§ **Excerpt provided**
What you see on every ladder result page
Every completed ladder (or partial ladder) renders four sections, in this order:
- Metric cards — Invested, Avg YTW, Avg TEY, Annual income. At-a-glance portfolio summary.
- Partial-ladder banner (amber, only shown if there are gaps) — lists the rung years that couldn't be filled, notes the rung tolerance that was in effect, and offers three specific relaxations (widen tolerance, lower rating, reduce in-state minimum).
- Taxable-equivalent break-even banner (indigo) — a plain-language statement of "a comparable taxable bond would need to yield X.XX% to deliver the same after-tax income as this ladder for [client]." Also shows the uplift over pre-tax yield (TEY − YTW). Designed to be the slide an advisor hands a client to justify the ladder.
- "How this was optimized" panel — everything the solver actually did, exposed: the objective function in plain English, the candidate scoring weights that determined which 200 bonds reached the solver, the hard filters applied (with AMT flagged explicitly when the client's federal rate triggered it), and the hard constraints with actual per-ladder values. Nothing about the optimization is hidden.
- Bonds grouped by rung year — each rung with its total $, then a table of the bonds in it (CUSIP, issuer, sector, rating, coupon, YTW, TEY, par).
What's not in this version yet
Honest disclosure so expectations match reality:
- Synthetic bond universe. The 500 bonds in Vesper today are generated with realistic distributions but are not real CUSIPs. Real EMMA / paid-API ingestion is on the roadmap, but production data isn't live yet.
- No PDF export. @react-pdf is installed but no templates are wired. Advisors can't yet hand a client a polished ladder report.
- Create-only CRUD. Clients and ladders can be created but not edited or deleted. List-only review for now.

§ **Record extracts**
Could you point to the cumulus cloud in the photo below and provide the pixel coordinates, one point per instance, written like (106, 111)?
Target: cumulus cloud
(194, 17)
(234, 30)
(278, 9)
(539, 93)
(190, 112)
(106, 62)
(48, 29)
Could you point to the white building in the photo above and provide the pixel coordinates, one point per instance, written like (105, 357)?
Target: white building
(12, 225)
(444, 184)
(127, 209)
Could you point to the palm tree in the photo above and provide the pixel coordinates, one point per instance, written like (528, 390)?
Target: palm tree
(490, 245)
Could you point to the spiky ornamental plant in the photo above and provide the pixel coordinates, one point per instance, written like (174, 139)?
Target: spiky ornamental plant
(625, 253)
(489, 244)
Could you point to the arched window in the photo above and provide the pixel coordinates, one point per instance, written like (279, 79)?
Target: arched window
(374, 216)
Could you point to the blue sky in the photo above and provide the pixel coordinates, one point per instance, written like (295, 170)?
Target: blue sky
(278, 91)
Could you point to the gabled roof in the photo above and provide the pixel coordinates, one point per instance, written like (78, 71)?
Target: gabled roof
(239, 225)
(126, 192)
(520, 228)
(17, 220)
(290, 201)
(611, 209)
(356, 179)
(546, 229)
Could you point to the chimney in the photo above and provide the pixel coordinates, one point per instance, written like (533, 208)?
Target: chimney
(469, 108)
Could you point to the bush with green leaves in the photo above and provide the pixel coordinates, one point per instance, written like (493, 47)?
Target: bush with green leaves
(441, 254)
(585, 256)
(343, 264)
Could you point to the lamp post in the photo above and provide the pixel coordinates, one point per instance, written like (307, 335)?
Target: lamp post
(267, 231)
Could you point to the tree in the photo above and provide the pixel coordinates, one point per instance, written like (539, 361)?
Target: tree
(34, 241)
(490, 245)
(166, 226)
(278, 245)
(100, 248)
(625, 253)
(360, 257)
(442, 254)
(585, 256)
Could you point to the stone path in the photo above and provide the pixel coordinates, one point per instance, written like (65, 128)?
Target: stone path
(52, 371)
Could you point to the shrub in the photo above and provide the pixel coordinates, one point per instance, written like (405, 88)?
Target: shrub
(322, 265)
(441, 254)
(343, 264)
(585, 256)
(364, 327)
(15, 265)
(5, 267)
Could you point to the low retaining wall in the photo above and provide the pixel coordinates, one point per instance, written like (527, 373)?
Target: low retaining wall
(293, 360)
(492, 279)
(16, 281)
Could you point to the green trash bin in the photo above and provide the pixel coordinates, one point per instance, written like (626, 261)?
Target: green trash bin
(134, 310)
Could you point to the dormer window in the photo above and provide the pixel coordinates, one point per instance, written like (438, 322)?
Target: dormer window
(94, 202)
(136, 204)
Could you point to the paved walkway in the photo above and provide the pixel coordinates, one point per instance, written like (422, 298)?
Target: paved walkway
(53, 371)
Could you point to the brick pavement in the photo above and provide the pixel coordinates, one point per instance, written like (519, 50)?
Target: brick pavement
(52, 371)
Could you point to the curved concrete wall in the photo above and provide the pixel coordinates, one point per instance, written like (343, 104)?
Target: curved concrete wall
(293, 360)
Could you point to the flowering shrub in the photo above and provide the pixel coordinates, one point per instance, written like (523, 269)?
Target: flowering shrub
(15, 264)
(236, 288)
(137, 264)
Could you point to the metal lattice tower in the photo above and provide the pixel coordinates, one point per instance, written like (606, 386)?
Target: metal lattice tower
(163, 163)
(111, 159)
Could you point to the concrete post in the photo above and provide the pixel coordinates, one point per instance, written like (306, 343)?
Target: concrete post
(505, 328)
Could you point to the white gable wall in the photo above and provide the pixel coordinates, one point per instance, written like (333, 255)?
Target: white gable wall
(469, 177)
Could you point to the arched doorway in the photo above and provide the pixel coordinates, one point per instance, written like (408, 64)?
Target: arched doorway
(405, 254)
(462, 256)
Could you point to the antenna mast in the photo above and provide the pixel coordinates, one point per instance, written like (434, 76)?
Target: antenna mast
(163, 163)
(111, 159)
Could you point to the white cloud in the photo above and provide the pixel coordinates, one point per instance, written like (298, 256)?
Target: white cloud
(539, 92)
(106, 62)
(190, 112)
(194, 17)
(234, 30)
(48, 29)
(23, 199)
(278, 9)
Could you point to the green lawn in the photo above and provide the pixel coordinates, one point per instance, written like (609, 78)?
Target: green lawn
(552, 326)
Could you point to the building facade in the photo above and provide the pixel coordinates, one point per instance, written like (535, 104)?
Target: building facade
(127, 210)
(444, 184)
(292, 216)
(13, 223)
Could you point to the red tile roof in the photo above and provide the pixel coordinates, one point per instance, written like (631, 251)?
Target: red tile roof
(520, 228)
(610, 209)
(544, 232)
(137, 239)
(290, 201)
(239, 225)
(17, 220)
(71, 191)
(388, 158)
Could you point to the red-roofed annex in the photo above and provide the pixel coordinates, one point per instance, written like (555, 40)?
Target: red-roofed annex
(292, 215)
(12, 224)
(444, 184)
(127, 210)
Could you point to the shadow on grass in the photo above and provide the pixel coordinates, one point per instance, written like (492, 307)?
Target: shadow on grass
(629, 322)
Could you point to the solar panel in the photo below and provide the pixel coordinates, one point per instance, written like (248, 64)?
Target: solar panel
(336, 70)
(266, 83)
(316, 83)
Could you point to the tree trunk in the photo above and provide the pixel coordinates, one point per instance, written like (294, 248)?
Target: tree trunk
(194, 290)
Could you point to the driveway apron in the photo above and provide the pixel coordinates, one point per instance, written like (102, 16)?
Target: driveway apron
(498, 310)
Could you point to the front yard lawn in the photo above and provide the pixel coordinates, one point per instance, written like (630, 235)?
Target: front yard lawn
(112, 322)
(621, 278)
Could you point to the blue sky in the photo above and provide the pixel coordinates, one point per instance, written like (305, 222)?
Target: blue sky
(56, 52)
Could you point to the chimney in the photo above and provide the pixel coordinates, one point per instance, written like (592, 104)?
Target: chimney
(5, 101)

§ **Goal of the exercise**
Answer these about the ladder result page notes:
1. What color is the partial-ladder banner?
2. How many bonds are in Vesper today?
3. Which two actions can't yet be performed on clients and ladders?

§ **Solved problem**
1. Amber.
2. 500.
3. Editing and deleting.